* Start *

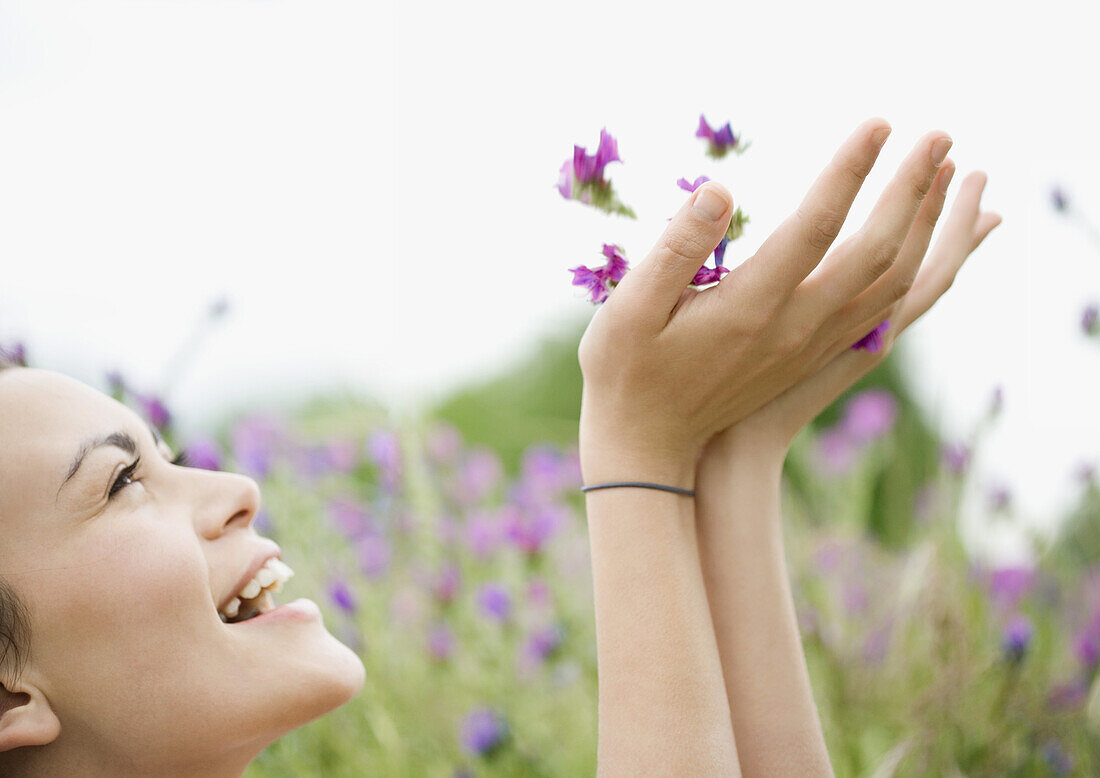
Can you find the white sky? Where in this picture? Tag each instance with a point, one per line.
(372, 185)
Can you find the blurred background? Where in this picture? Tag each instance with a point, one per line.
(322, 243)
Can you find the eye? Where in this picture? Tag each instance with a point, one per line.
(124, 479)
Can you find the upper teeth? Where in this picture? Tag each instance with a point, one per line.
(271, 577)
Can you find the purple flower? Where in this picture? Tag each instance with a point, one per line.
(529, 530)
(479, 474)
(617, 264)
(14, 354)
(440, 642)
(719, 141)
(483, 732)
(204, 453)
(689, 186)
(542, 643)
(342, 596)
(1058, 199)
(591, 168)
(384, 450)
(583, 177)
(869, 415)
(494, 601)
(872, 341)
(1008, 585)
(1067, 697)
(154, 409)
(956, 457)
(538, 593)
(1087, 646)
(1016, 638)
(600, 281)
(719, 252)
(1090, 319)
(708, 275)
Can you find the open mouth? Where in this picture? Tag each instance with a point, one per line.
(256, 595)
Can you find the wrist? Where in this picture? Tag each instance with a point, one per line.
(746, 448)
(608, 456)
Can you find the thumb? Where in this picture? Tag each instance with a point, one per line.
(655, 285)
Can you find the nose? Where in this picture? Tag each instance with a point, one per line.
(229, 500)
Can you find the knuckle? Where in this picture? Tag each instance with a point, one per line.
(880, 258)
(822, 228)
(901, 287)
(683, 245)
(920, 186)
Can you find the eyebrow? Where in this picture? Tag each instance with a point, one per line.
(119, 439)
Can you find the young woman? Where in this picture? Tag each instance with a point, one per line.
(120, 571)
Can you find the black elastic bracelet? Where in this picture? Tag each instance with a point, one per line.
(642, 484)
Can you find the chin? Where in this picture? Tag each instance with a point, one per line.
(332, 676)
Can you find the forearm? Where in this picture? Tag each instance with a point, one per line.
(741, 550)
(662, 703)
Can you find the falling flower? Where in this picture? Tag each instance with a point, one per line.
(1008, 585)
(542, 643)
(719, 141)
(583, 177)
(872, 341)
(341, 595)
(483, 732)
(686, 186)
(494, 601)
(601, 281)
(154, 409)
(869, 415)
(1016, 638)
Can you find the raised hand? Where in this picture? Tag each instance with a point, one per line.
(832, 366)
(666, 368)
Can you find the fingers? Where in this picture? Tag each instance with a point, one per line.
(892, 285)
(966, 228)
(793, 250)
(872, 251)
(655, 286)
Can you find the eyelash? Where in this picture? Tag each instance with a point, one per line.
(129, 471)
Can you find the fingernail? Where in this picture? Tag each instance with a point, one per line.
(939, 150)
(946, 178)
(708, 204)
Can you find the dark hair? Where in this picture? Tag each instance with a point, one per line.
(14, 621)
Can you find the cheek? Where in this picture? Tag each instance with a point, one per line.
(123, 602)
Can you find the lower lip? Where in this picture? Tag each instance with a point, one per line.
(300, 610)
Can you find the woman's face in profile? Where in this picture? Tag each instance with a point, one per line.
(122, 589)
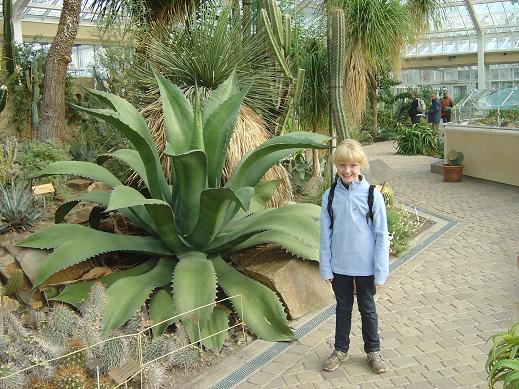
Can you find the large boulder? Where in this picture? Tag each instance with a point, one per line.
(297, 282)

* End *

◆ THE PROBLEM
Return every line of the records above verbatim, omitting the pictures.

◆ RESPONSE
Can you find the white sky? Where in this picture? Tag each instance with a point, one per line.
(372, 185)
Can you find the blurred background? Where in this picture? Tag each instance with a point, one per line.
(322, 243)
Can you find the eye? Where in this picture? Tag each instance with a point, one per line.
(124, 479)
Can you find the upper teeth? Where in this picture? Tag each instance with a point, one per line.
(271, 577)
Can you find the purple flower? Where in this picture? Tag each instance with a point, one per line.
(529, 530)
(479, 474)
(617, 264)
(14, 354)
(440, 642)
(719, 141)
(483, 732)
(204, 453)
(689, 186)
(542, 643)
(342, 596)
(1058, 199)
(591, 168)
(384, 450)
(583, 177)
(869, 415)
(494, 601)
(872, 341)
(1008, 585)
(1067, 697)
(154, 409)
(956, 457)
(538, 593)
(1087, 646)
(1016, 638)
(600, 281)
(719, 252)
(1090, 319)
(708, 275)
Can you find the open mouth? Where in this picture? Tag each instance with a point, one per line.
(256, 595)
Can you find the wrist? Where in this picture? Tag each instance with a point, one per line.
(746, 448)
(608, 456)
Can you find the thumb? Where in this picture? Tag each instance with a point, one per line.
(655, 285)
Can you find the nose? Where in this picture? Tag each instance with a point, one per line.
(229, 500)
Can you find the knuckle? Where in this picture? Tag each instance with a point, one per line.
(880, 258)
(822, 228)
(901, 287)
(683, 245)
(920, 186)
Can you find the eyebrow? Where in this picture? Tag each instance with a point, one per line.
(119, 439)
Can you find the young woman? Where in this picture? Tag each instance with a point, one per line.
(120, 571)
Can you find the black elastic bracelet? Where in this picture? Tag each instance with a point, one per line.
(642, 484)
Can you find the chin? Where in this picture? Tag each instance with a point, one per line.
(332, 676)
Can you find the forearm? Where in this picture? Tag each instance with a point, one per line.
(741, 550)
(662, 703)
Can you find the falling flower? Where in this picture? Tag each instance with a point, one per line.
(1008, 585)
(542, 643)
(719, 141)
(583, 177)
(872, 341)
(341, 595)
(483, 732)
(686, 186)
(494, 601)
(601, 281)
(154, 409)
(869, 415)
(1016, 638)
Can you find the raised hand? Where in this picture? Tag each instance with a point, one per line.
(832, 366)
(666, 368)
Can you find the fingers? Where in this picture? Tag each instance with a point, one per line.
(892, 285)
(966, 228)
(793, 250)
(872, 251)
(655, 286)
Can you find the eyelash? Where in this picture? Tag each instance with a point, one per line.
(129, 471)
Can you find the fingernail? Where in this picture? Tag each instance with a point, one per line.
(939, 150)
(946, 178)
(708, 204)
Can you find the dark hair? Where in this picture? Tag each instance with a point, one per line.
(14, 621)
Can you find the cheek? Where in this picture? Tag each instance with a point, one per line.
(123, 602)
Can you find the lower lip? Where in this picture? Tag each instance with a point, one per line.
(300, 610)
Can you find the woman's face in profile? Where in this picture? Tag each instance with a point, one per line.
(122, 589)
Can you find the large boulder? Where in this picture? Tag each instance with a point, one per line.
(297, 282)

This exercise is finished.